Result 2: η-locking ensures fitness converges to maximum
With two assumptions:
- Bounded fitness (fitness has an upper bound)
- η-locking: Every AI has at least probability η > 0 of producing a “locked” copy of itself
Then fitness converges to its maximum reachable value. The η-locking condition is crucial — it ensures no lineage goes extinct permanently, creating a kind of evolutionary memory.
Result 3: Deception co-evolves with capability
This is the alignment-relevant result. If fitness has two additive components:
- Genuine utility (U)
- Deception of human evaluators (D)
Then evolution selects for both U and D. Even if humans are hard to deceive, any incremental advantage from deception gets amplified. Harris suggests mitigation: base reproduction on purely objective criteria (computational benchmarks) rather than human judgment.
Result 4: Unbounded utility can lead to catastrophe
If human utility is correlated with fitness but not bounded below, fitness convergence to maximum does not prevent utility from crashing. The model predicts catastrophic outcomes are possible even when fitness is maximized.
c) Figures
Figure 1: The “survival of the flattest” model for biological evolution. A broad but low-fitness peak outcompetes a narrow high-fitness peak because descendants of the latter mutate into low-fitness valleys. This illustrates why immediate fitness is not the only determinant of evolutionary success — a principle that becomes even more important for directed AI evolution.

### Stored records
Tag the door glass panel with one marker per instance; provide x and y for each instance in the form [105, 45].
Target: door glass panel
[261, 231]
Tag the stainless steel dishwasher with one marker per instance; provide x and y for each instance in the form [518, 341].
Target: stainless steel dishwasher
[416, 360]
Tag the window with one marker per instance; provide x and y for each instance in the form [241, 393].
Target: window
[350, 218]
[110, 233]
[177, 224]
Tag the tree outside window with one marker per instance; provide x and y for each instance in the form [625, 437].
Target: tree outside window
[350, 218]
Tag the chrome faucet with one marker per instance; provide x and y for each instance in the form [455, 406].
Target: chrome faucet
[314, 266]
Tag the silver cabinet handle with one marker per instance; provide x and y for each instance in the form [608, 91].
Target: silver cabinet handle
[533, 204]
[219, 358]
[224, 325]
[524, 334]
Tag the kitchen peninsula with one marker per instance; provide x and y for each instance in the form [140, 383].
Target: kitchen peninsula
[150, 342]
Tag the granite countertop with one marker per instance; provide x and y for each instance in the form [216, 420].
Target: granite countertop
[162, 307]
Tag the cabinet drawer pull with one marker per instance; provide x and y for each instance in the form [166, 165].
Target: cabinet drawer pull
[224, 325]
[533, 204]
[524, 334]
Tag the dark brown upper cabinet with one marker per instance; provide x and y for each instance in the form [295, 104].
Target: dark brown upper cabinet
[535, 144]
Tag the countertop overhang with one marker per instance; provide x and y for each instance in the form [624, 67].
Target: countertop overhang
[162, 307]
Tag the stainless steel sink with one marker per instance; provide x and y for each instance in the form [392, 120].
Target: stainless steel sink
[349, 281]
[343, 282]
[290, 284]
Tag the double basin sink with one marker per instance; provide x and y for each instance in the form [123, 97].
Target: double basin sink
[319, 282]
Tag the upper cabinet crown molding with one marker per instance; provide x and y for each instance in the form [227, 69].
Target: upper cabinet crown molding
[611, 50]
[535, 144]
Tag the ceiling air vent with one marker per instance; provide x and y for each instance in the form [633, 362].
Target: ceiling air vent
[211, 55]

### EXERCISE REQUIREMENTS
Write out word for word the stretch of the AI evolution excerpt from "Result 2: η-locking" through "than human judgment.".

### RESPONSE BELOW
Result 2: η-locking ensures fitness converges to maximum
With two assumptions:
- Bounded fitness (fitness has an upper bound)
- η-locking: Every AI has at least probability η > 0 of producing a “locked” copy of itself
Then fitness converges to its maximum reachable value. The η-locking condition is crucial — it ensures no lineage goes extinct permanently, creating a kind of evolutionary memory.
Result 3: Deception co-evolves with capability
This is the alignment-relevant result. If fitness has two additive components:
- Genuine utility (U)
- Deception of human evaluators (D)
Then evolution selects for both U and D. Even if humans are hard to deceive, any incremental advantage from deception gets amplified. Harris suggests mitigation: base reproduction on purely objective criteria (computational benchmarks) rather than human judgment.